Records excerpted from a collection
::::::::::

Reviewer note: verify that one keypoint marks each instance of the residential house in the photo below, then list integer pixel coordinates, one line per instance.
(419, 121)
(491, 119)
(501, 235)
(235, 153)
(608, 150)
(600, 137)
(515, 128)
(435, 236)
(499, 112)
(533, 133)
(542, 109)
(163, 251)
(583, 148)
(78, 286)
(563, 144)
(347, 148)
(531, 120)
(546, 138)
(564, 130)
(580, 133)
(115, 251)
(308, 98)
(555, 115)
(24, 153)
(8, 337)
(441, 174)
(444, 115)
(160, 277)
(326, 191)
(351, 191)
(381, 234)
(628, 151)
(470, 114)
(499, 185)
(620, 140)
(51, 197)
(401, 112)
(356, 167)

::::::::::

Set down each entry from above once more, exactly as written.

Reviewer note: verify that one keypoint marks each instance of the residential house in the photo below, then list integer pixel coordinates, one line per instance.
(419, 121)
(491, 119)
(501, 235)
(235, 153)
(608, 150)
(600, 137)
(515, 128)
(435, 236)
(499, 112)
(533, 133)
(542, 109)
(163, 251)
(583, 148)
(78, 286)
(563, 144)
(347, 148)
(531, 120)
(546, 138)
(564, 130)
(580, 133)
(115, 251)
(308, 98)
(555, 115)
(24, 153)
(8, 337)
(441, 174)
(444, 115)
(160, 277)
(326, 191)
(351, 191)
(381, 234)
(628, 151)
(470, 114)
(499, 185)
(620, 140)
(51, 197)
(401, 112)
(356, 167)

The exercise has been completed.